▼
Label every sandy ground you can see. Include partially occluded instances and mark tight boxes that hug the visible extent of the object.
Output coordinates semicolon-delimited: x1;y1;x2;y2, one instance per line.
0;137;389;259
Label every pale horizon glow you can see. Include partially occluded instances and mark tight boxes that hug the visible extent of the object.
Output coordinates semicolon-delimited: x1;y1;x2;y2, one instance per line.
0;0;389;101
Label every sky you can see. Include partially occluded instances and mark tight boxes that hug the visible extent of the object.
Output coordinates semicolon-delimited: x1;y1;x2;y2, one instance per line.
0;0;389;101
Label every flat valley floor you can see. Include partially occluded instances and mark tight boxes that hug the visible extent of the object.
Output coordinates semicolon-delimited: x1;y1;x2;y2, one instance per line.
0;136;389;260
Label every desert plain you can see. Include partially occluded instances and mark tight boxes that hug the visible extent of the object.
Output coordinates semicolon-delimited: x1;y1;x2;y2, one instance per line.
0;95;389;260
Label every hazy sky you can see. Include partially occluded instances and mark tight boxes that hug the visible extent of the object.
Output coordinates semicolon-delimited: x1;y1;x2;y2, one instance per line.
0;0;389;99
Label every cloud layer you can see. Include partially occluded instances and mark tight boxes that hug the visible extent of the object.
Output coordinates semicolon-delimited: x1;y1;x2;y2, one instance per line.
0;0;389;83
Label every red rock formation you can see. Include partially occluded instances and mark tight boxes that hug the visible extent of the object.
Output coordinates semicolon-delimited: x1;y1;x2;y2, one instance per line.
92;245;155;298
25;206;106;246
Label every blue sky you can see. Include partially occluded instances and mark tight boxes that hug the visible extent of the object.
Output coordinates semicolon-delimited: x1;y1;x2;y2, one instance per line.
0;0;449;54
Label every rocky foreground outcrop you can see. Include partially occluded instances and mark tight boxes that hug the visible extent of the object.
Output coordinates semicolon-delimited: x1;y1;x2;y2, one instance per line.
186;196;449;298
▲
* EXERCISE DETAILS
Please convert every line of the rows above into a JSON list of strings, one string per line, with blank lines left out.

* REPLY
[
  "Label every sandy ground you can see. Include partially occluded instances and mark tight boxes that hug the visible extent of the object.",
  "Output coordinates semicolon-delimited: x1;y1;x2;y2, one instance per line.",
  "0;137;389;259",
  "Label every pale horizon glow you can see. Include partially occluded instances and mark tight boxes that hug the visible extent of the object.",
  "Output coordinates semicolon-delimited: x1;y1;x2;y2, one instance per line.",
  "0;0;389;101",
  "Label every sky you can see. Include partially occluded instances and mark tight boxes that hug the visible extent of the object.",
  "Output coordinates semicolon-delimited: x1;y1;x2;y2, one instance per line.",
  "0;0;389;101",
  "Label every flat valley floor you can see. Include partially occluded instances and mark tight boxes that hug the visible extent of the object.",
  "Output coordinates semicolon-delimited: x1;y1;x2;y2, one instance per line.",
  "0;136;389;260",
  "Label every desert plain you can see. Include partially occluded instances and mark tight boxes that hug the visible extent of the object.",
  "Output coordinates semicolon-delimited: x1;y1;x2;y2, one instance per line.",
  "0;95;389;260",
  "Label every hazy sky you can see. Include partially occluded instances and mark tight boxes that hug the visible extent of the object.",
  "Output coordinates semicolon-delimited: x1;y1;x2;y2, one instance per line.",
  "0;0;389;99",
  "Label every cloud layer you can see. Include partially occluded instances and mark tight boxes that hug the visible extent of the object.",
  "Output coordinates semicolon-delimited: x1;y1;x2;y2, one instance per line.",
  "0;0;389;83",
  "Label every red rock formation you can see. Include partially occluded instances and mark tight boxes that hug the visible extent of the object.",
  "Output coordinates semicolon-delimited: x1;y1;x2;y2, one instance per line.",
  "92;245;155;298",
  "25;206;106;246",
  "Label every blue sky you can see. Include partially occluded instances and mark tight boxes that hug the visible extent of the object.",
  "Output coordinates semicolon-delimited: x1;y1;x2;y2, one instance per line.",
  "0;0;449;54",
  "Label every rocky foreground outcrop you can see. Include partially occluded instances and mark tight boxes that hug the visible extent of the object.",
  "Output coordinates semicolon-delimited: x1;y1;x2;y2, one instance per line.",
  "186;196;449;298"
]